To the best of our knowledge, there has been no reported literature on ACL reconstruction in a polio affected limb. Polio afflicted limbs typically have osteoporosis, hyperextended knees, lax cruciate, capsular, and collateral ligaments, valgus alignment, and patellar baja ^[17]. Valgus or varus laxity is one of many causes of hyperextension abnormalities. Patients with polio commonly have reduced quadriceps strength ^[18]. Loss of motor neurons, which can result in flaccid paralysis, muscle atrophy, and hyporeflexia, is a hallmark of poliomyelitis ^[19]. In order to compensate for the loss of movement, the injured nerve fibres grow new nerve-end terminals (dendrites), which they attach to neighbouring muscle fibres. The result is functional movement recovery ^[20]. This procedure illustrates neuroplasticity, or the nervous system’s capacity to heal by creating nerve buds that strengthen the polio-affected nerve fibres and muscles. ACL reconstruction in polio patients can present several challenges due to the weakness or paralysis of the affected limb. Some of the challenges in ACL reconstruction in poliotic limbs include:

1. Pre-operative planning: analysing all deformities, grading of muscle power, radiographs to assess bone quality and expectations and demands of the patient should be considered while planning the treatment
2. Graft selection: in this case we decided to expend the peroneus longus tendon due to chronic varus deformity at the foot and avoid postoperative flexion deformity at the knee commonly seen with hamstrings graft and also the fact that there was mild quadriceps weakness
3. Difficulty in assessing joint stability: Assessing joint stability can be challenging in polio patients due to the weakness or paralysis of the affected limb. Adequate radiographic investigations should be done prior to surgery. A diagnostic arthroscopy should always be performed prior to co relate the clinical and radiological findings
4. Rehabilitation: Rehabilitation and physical therapy after surgery may need to be modified to accommodate the patient’s unique needs. The therapist may need to work with the patient to develop a specialized rehabilitation plan that takes into account the patient’s weakened or paralyzed limb
5. Risk of complications: Polio patients may be at increased risk of complications following ACL reconstruction surgery owing to osteoporotic bones and weak muscles.
==============================
* _Exercise requirements_
Continue the passage on ACL reconstruction in polio-affected limbs, starting after its last point about the risk of complications.
==============================
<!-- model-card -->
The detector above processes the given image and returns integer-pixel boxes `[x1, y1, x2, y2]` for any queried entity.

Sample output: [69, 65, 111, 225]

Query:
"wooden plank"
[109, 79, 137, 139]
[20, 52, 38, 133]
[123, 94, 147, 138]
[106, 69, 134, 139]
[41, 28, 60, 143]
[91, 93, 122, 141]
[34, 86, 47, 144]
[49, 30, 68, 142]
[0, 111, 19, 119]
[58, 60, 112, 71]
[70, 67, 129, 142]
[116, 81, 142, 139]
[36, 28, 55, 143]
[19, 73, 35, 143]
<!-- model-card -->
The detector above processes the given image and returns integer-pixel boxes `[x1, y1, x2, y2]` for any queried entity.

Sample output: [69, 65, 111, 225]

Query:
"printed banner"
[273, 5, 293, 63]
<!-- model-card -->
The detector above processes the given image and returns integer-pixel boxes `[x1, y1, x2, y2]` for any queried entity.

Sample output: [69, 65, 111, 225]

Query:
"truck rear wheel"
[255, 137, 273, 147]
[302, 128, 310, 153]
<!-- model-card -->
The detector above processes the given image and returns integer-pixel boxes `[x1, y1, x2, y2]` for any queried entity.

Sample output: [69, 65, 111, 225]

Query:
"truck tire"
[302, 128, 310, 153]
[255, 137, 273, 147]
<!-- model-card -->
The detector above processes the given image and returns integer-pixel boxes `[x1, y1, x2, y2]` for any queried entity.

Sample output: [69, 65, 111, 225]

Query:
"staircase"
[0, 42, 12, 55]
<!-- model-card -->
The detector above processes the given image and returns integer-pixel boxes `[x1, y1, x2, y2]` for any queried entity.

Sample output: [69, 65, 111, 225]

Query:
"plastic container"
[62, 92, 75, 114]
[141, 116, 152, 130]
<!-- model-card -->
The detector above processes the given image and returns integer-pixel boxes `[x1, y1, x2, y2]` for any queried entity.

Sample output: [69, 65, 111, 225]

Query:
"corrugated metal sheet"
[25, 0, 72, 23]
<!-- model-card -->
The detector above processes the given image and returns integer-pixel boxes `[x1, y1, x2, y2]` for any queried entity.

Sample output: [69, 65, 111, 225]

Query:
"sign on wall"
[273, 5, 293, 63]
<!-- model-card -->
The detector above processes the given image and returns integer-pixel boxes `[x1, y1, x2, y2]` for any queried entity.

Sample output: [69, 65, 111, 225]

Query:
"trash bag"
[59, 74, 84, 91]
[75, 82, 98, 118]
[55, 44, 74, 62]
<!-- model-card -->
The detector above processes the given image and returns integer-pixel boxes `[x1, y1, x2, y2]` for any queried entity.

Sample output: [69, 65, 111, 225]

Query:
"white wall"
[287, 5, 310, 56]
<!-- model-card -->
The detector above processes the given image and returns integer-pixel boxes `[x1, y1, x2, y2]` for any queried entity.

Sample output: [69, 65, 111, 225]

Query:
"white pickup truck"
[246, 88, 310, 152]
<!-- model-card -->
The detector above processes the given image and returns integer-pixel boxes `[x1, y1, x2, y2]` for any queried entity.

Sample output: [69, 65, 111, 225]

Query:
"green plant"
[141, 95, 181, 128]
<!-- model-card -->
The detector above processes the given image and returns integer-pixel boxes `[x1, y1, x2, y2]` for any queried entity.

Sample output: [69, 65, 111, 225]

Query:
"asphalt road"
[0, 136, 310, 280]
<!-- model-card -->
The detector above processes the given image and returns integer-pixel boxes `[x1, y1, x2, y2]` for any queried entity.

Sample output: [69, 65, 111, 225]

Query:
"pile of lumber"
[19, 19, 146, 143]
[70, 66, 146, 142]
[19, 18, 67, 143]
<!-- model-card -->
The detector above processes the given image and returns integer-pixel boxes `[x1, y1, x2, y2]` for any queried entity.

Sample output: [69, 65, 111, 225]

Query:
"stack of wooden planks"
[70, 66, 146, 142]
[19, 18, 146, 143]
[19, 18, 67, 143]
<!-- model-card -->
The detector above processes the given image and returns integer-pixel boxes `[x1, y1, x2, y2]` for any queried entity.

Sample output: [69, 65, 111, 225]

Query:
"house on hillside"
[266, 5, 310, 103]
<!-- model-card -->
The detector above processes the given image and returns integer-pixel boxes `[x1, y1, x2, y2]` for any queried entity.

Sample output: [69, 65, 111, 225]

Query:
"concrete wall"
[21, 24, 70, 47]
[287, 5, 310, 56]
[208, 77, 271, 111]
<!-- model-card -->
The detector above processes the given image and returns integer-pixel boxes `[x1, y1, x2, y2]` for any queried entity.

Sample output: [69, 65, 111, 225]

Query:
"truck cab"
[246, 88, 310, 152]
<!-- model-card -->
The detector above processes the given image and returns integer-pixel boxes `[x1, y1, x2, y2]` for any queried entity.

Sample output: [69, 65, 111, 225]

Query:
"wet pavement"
==============================
* _Exercise answer_
Young age of our patient, demand for a stable knee and pre-injury activity levels of the patient were factors on which we decided to reconstruct the ACL with a peroneus longus graft.

ACL injury in a poliotic limb can be challenging to manage due to neuromuscular weakness. However with proper preoperative planning, proper intraoperative execution and correct postoperative therapy, it can be managed with a good outcome.